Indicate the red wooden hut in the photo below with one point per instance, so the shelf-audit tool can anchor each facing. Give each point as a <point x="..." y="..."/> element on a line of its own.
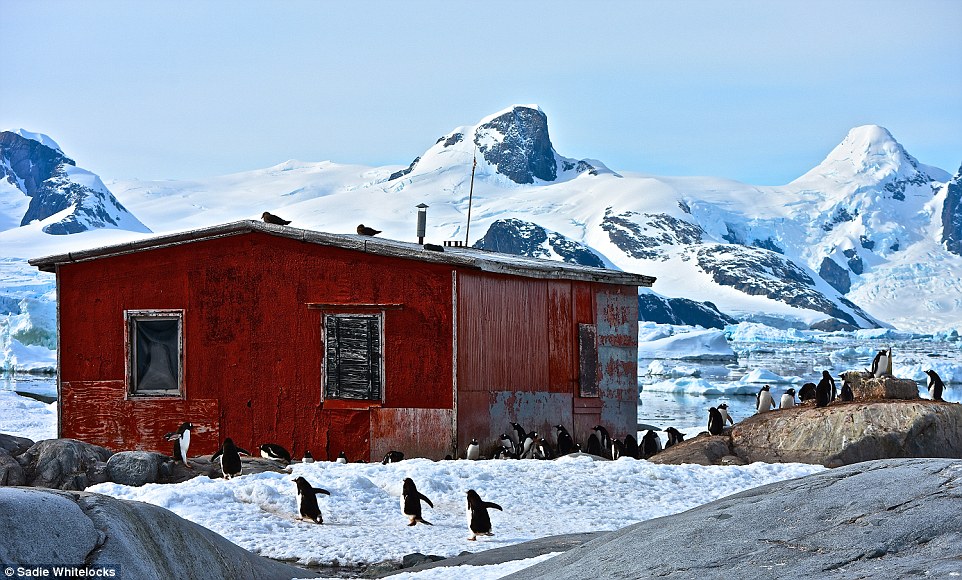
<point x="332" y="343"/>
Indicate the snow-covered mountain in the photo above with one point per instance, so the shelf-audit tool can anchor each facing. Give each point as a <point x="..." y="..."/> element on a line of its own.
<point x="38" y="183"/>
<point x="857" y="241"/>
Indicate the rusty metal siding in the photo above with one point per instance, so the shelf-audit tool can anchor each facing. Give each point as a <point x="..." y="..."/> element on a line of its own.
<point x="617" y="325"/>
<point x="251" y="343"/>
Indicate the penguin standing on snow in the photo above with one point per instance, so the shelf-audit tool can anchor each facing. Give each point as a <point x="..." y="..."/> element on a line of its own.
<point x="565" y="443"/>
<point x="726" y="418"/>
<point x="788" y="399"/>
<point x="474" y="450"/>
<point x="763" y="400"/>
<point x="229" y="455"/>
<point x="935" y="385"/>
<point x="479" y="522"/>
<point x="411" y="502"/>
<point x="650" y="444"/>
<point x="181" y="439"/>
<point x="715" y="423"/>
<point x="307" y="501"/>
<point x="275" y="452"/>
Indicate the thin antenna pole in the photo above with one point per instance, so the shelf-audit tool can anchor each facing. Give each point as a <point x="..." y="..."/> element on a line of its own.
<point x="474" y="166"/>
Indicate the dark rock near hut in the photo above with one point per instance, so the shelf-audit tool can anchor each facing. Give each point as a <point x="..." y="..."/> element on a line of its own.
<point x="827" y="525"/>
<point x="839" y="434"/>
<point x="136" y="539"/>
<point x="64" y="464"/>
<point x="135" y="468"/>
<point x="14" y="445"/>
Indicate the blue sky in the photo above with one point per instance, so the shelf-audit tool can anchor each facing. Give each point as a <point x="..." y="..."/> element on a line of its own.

= = = =

Only the lines from the one containing "Indicate the rusty" to the end of the data should be printed, exactly as they stand.

Indicate the rusty metal siding in the photo above with one point per instance, so the shelf-audit tool can anchor each facing. Give each point as a <point x="..." y="..."/> element on a line of its own.
<point x="617" y="325"/>
<point x="251" y="343"/>
Indicate the penguin standing on snow in the photo above with one point per instance, so the shelf-audit tool can anchor each facing. Give each point as a <point x="..." y="..."/> element on a line of its own.
<point x="565" y="443"/>
<point x="726" y="418"/>
<point x="788" y="399"/>
<point x="474" y="450"/>
<point x="763" y="400"/>
<point x="229" y="455"/>
<point x="935" y="385"/>
<point x="479" y="522"/>
<point x="411" y="502"/>
<point x="650" y="444"/>
<point x="181" y="439"/>
<point x="715" y="423"/>
<point x="307" y="501"/>
<point x="275" y="452"/>
Indicate the thin antenna pole in the photo above with one point per instance, so the shelf-audit tool can anchor each facing. Give each point as a <point x="..." y="..."/> element on a line of its own.
<point x="474" y="166"/>
Indicate the dark rock near hut in the photo above with one point per instance, so the shelf-audit tool can anchor each facing. Give each point as a <point x="..." y="..."/> element on a line of its own.
<point x="827" y="525"/>
<point x="839" y="434"/>
<point x="136" y="539"/>
<point x="64" y="464"/>
<point x="135" y="468"/>
<point x="14" y="445"/>
Indicate the blue sky in the photo above with one point per instance, so the shelf-audit tool can anchor each facing. Give each point as a <point x="..." y="..."/> element on a line of its own.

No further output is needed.